Brief 1: Translate this sentence from the column on midterm blues into Spanish: "Only you can break yourself out of the cycle of blues."
Brief 2: Update the column on midterm blues by rewriting the part starting at "And it’s even" and ending at "isn’t good enough.", with "test" changed to "quiz".

Taekman: Combatting midterm blues

Sarah Taekman, Columnist

The scene plays out the same way in most classes.

It starts with a chorus of moans across the room as the professor sends their assistants out in a flurry of papers. The first wave of students bolts to the front, indulging in a frenzy of awkward shoving and edging. Maybe you joke a little with the people around you—but internally, you’re crossing your fingers.

You glance at the montage of forlorn faces passing you by as you trudge forward to grab your own results, each frown making your stomach drop lower and lower. It wasn’t that bad, was it? You knew most of the material, right? But when you finally get your hands on your test and flip it over…. Yikes.

You might have experienced this within the past week or so. Welcome to midterms.

Maybe it’s a freshman thing, or maybe it’s the dread you feel all four years here—but at a high-achieving school like Case Western Reserve University, it’s hard to not get caught up in the whirlwind of panic over grades. If you’re here, grades mean something to you—and their meaning probably has something to do with your future.

And it’s even more difficult to not fixate on comparing yourself to other students. It strikes when you least expect it. You study like hell for a test and earn a disappointing grade, while the people that never pay attention in class whip out A’s without breaking a sweat. You complain about how difficult an exam was, only to hear someone say, “Wait, that was hard for you?” The comparison game is easy to play and hard to escape.

You worry that you’re stupid. That you’re going into the wrong field. That despite all your effort, your best simply isn’t good enough.

Compounded with the fact that there’s a whole month of solid work until the next break, the weight of all the things to feel bad about is pretty astounding.

Thus, the dreaded midterm blues are born. They hang over campus, adding premature winter gloom to the air.

So how do we go about escaping the blues?

I can’t say that there is a magical cure that will suddenly make you no longer care about your grades, or help you instantly learn all the material and become a test master. That would be hypocritical—I’m still pretty bummed, myself.

But I can say this: Do something.

Only you can break yourself out of the cycle of blues. Staying stagnant and moping accomplishes nothing. Take some sort of action, no matter how small it seems.

Maybe it will be stepping back, taking a deep breath and telling yourself to put things in perspective. A bad midterm grade doesn’t mean your whole life is down the drain. Or perhaps this is your wake-up call—if you can’t imagine yourself enduring a certain class required by your major for any longer, it could be time to reassess what you want to study.

Maybe it will be recognizing your own weaknesses and working on them: Was your cram session less work and more Netflix? Are your study habits ineffective? Can you earn any extra credit points?

Or maybe it will be distancing yourself from school for a moment. Shut the books for once this weekend. Go do something fun with your friends. Curl up with a good book. Marathon that show you’ve been wanting to watch for a while. This is the lull period of the semester, so take the chance to breathe before life gets chaotic again.

Yes, midterms are depressing—especially when you don’t do as well as you had hoped. It feels like a break is never in sight.

But you’ve gotten over the metaphorical hump, and you’re more than halfway done with this semester. Breathe, then finish strong.

Besides—shouldn’t you be more worried about finals?

Bio: Sarah Taekman is a first-year student planning to major in Biology.

Dataset:
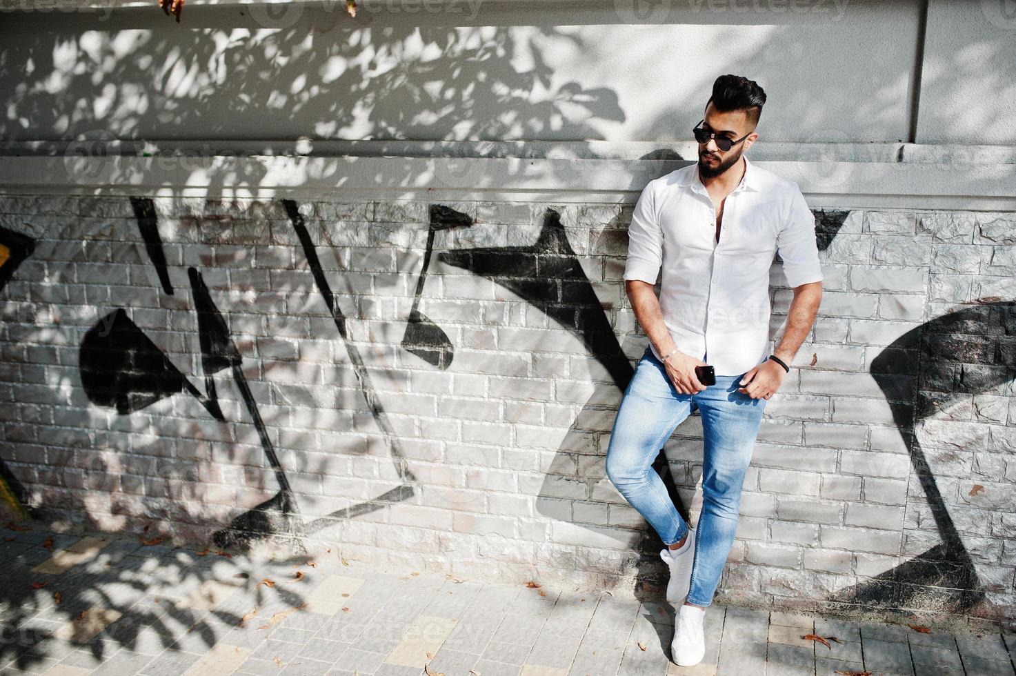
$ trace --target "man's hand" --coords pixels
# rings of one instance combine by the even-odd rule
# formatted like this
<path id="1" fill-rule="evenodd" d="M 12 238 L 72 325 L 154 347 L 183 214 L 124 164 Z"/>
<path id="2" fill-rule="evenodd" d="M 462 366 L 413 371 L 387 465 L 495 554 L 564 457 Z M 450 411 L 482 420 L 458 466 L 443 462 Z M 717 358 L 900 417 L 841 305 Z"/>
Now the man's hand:
<path id="1" fill-rule="evenodd" d="M 705 365 L 706 363 L 701 359 L 686 355 L 680 350 L 663 362 L 668 377 L 682 394 L 694 394 L 705 389 L 705 385 L 695 375 L 695 367 Z"/>
<path id="2" fill-rule="evenodd" d="M 744 386 L 738 387 L 738 391 L 748 394 L 753 400 L 767 400 L 779 389 L 784 375 L 786 371 L 782 366 L 767 359 L 741 378 L 738 384 Z"/>

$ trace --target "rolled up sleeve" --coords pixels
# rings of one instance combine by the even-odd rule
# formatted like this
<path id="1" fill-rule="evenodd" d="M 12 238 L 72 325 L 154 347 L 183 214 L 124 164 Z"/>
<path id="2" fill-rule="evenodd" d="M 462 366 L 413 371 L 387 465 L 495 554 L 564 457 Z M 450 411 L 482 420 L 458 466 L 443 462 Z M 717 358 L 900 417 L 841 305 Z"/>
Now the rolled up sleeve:
<path id="1" fill-rule="evenodd" d="M 628 226 L 628 258 L 625 281 L 640 280 L 655 285 L 663 259 L 663 233 L 656 220 L 652 182 L 650 181 L 635 203 L 632 222 Z"/>
<path id="2" fill-rule="evenodd" d="M 789 213 L 776 236 L 776 250 L 783 261 L 786 283 L 791 288 L 822 281 L 815 214 L 808 208 L 797 183 L 793 184 Z"/>

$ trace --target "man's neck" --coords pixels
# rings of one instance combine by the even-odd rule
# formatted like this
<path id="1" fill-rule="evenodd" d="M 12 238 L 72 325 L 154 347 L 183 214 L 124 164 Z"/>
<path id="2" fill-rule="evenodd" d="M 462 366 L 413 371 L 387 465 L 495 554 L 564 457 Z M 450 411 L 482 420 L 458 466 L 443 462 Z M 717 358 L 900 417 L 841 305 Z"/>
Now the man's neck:
<path id="1" fill-rule="evenodd" d="M 737 188 L 741 181 L 745 178 L 746 171 L 747 166 L 745 165 L 745 156 L 742 155 L 738 159 L 738 162 L 732 165 L 719 176 L 705 178 L 702 176 L 698 168 L 696 168 L 695 173 L 698 174 L 699 183 L 704 185 L 707 190 L 729 194 L 734 192 L 734 189 Z"/>

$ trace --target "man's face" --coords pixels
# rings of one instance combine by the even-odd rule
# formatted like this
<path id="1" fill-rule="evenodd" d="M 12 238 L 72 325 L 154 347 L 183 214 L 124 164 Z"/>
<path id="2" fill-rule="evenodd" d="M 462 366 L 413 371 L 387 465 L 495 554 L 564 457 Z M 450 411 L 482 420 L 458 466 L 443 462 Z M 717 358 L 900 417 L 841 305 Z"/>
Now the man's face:
<path id="1" fill-rule="evenodd" d="M 745 111 L 732 111 L 720 113 L 713 108 L 712 102 L 705 109 L 705 122 L 702 128 L 708 131 L 715 131 L 716 136 L 726 136 L 732 141 L 736 141 L 750 130 L 748 116 Z M 741 156 L 745 148 L 755 142 L 757 134 L 751 136 L 733 146 L 726 152 L 716 147 L 715 139 L 710 138 L 708 143 L 699 143 L 698 147 L 698 169 L 702 178 L 715 178 L 727 169 L 741 161 Z"/>

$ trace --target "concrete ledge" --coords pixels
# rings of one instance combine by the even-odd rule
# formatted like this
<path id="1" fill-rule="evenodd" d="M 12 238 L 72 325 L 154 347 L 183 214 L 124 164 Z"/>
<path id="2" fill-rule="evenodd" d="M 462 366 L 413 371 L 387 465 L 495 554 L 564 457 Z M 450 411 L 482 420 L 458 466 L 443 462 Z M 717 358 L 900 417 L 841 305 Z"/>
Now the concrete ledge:
<path id="1" fill-rule="evenodd" d="M 1016 210 L 1016 165 L 922 162 L 920 152 L 913 156 L 917 160 L 910 162 L 752 157 L 759 166 L 798 182 L 814 208 Z M 924 156 L 935 158 L 931 151 Z M 681 159 L 106 157 L 76 151 L 63 157 L 0 156 L 0 190 L 633 202 L 649 180 L 688 164 Z"/>

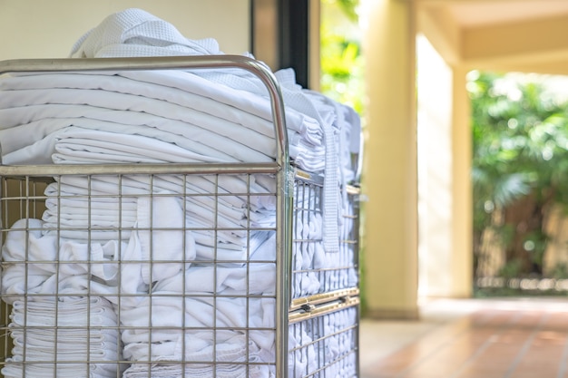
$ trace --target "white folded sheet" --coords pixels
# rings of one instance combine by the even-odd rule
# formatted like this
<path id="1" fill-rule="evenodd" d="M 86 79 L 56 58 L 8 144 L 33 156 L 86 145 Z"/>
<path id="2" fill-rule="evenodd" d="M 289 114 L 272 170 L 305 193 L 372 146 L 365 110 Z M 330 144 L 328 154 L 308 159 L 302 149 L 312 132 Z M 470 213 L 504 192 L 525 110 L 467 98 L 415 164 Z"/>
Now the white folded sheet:
<path id="1" fill-rule="evenodd" d="M 29 296 L 14 302 L 6 377 L 115 377 L 122 360 L 117 317 L 97 296 Z M 60 362 L 55 368 L 54 361 Z M 24 366 L 25 366 L 24 368 Z"/>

Written reply 1: Solo tú puedes liberarte del ciclo de la tristeza.

Written reply 2:
And it’s even more difficult to not fixate on comparing yourself to other students. It strikes when you least expect it. You study like hell for a quiz and earn a disappointing grade, while the people that never pay attention in class whip out A’s without breaking a sweat. You complain about how difficult an exam was, only to hear someone say, “Wait, that was hard for you?” The comparison game is easy to play and hard to escape.

You worry that you’re stupid. That you’re going into the wrong field. That despite all your effort, your best simply isn’t good enough.